Reading passage:
Ulphilas, the bishop and apostle of the Goths, acquired their love and
reverence by his blameless life and indefatigable zeal; and they
received, with implicit confidence, the doctrines of truth and virtue
which he preached and practised. He executed the arduous task of
translating the Scriptures into their native tongue, a dialect of the
German or Teutonic language; but he prudently suppressed the four books
of Kings, as they might tend to irritate the fierce and sanguinary
spirit of the Barbarians. The rude, imperfect idiom of soldiers and
shepherds, so ill qualified to communicate any spiritual ideas, was
improved and modulated by his genius: and Ulphilas, before he could
frame his version, was obliged to compose a new alphabet of twenty-four
letters; * four of which he invented, to express the peculiar sounds
that were unknown to the Greek and Latin pronunciation. But the
prosperous state of the Gothic church was soon afflicted by war and
intestine discord, and the chieftains were divided by religion as well
as by interest. Fritigern, the friend of the Romans, became the
proselyte of Ulphilas; while the haughty soul of Athanaric disdained the
yoke of the empire and of the gospel The faith of the new converts was
tried by the persecution which he excited. A wagon, bearing aloft the
shapeless image of Thor, perhaps, or of Woden, was conducted in solemn
procession through the streets of the camp; and the rebels, who refused
to worship the god of their fathers, were immediately burnt, with their
tents and families. The character of Ulphilas recommended him to the
esteem of the Eastern court, where he twice appeared as the minister of
peace; he pleaded the cause of the distressed Goths, who implored the
protection of Valens; and the name of Moses was applied to this
spiritual guide, who conducted his people through the deep waters of the
Danube to the Land of Promise. The devout shepherds, who were attached
to his person, and tractable to his voice, acquiesced in their
settlement, at the foot of the Mæsian mountains, in a country of
woodlands and pastures, which supported their flocks and herds, and
enabled them to purchase the corn and wine of the more plentiful
provinces. These harmless Barbarians multiplied in obscure peace and the
profession of Christianity.

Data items
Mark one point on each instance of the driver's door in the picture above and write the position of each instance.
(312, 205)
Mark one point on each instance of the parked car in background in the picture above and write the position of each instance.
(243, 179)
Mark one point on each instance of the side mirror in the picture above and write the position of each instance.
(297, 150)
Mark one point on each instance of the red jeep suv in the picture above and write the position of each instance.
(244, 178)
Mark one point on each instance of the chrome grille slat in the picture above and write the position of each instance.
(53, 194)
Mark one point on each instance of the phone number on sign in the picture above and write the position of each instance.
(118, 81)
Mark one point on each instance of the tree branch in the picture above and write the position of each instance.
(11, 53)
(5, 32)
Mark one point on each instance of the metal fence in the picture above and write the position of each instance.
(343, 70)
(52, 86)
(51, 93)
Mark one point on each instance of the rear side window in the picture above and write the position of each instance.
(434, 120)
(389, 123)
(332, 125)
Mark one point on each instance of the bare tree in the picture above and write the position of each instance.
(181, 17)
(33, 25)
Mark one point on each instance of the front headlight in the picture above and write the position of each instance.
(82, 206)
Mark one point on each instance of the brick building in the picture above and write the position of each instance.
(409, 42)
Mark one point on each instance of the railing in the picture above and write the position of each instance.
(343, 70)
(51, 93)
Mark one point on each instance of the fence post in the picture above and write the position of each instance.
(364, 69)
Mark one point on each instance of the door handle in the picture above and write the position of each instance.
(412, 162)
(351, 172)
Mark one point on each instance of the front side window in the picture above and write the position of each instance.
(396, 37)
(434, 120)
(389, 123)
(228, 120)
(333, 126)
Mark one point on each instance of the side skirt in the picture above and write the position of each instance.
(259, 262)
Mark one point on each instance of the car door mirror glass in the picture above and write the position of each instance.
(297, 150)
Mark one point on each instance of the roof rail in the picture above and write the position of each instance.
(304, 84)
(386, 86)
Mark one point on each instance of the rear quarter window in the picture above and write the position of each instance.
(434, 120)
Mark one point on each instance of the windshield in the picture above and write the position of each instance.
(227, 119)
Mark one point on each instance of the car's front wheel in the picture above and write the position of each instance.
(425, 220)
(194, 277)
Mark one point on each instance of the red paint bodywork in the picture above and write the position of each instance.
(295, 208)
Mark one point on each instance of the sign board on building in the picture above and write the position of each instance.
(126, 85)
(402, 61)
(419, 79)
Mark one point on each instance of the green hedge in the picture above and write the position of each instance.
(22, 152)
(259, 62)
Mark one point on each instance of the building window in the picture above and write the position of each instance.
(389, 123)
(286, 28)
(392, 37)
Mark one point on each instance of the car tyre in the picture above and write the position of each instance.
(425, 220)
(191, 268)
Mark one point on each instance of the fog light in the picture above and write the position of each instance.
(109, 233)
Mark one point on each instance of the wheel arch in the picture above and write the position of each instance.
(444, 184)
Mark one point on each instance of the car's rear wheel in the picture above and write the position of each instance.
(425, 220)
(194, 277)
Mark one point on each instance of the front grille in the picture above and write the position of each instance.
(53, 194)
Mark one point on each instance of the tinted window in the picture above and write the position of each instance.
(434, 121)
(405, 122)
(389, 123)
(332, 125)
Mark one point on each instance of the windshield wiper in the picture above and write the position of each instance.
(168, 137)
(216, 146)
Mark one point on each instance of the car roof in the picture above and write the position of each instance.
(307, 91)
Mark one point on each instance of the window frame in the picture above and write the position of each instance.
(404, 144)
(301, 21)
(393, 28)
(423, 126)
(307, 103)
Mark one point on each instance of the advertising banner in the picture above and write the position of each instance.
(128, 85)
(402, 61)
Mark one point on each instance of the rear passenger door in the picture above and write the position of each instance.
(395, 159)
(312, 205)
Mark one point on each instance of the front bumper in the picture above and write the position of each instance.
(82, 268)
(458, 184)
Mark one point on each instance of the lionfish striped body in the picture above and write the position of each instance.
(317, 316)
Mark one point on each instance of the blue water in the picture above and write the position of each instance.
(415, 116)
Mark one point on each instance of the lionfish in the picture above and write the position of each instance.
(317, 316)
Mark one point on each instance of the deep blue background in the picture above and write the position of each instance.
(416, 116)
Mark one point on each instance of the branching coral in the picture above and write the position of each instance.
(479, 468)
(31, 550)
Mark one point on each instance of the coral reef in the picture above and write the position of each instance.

What you will do:
1) According to the passage about Ulphilas, which books of the Scriptures did he leave out of his Gothic translation?
2) Continue the passage about Ulphilas and the Goths from the point where it ends.

Answers for the tasks:
1) The four books of Kings.

2)
Their fiercer brethren, the formidable Visigoths, universally adopted
the religion of the Romans, with whom they maintained a perpetual
intercourse, of war, of friendship, or of conquest. In their long and
victorious march from the Danube to the Atlantic Ocean, they converted
their allies; they educated the rising generation; and the devotion
which reigned in the camp of Alaric, or the court of Thoulouse, might
edify or disgrace the palaces of Rome and Constantinople. During the
same period, Christianity was embraced by almost all the Barbarians, who
established their kingdoms on the ruins of the Western empire; the
Burgundians in Gaul, the Suevi in Spain, the Vandals in Africa, the
Ostrogoths in Pannonia, and the various bands of mercenaries, that
raised Odoacer to the throne of Italy. The Franks and the Saxons still
persevered in the errors of Paganism; but the Franks obtained the
monarchy of Gaul by their submission to the example of Clovis; and the
Saxon conquerors of Britain were reclaimed from their savage
superstition by the missionaries of Rome. These Barbarian proselytes
displayed an ardent and successful zeal in the propagation of the faith.
The Merovingian kings, and their successors, Charlemagne and the Othos,
extended, by their laws and victories, the dominion of the cross.
England produced the apostle of Germany; and the evangelic light was
gradually diffused from the neighborhood of the Rhine, to the nations of
the Elbe, the Vistula, and the Baltic.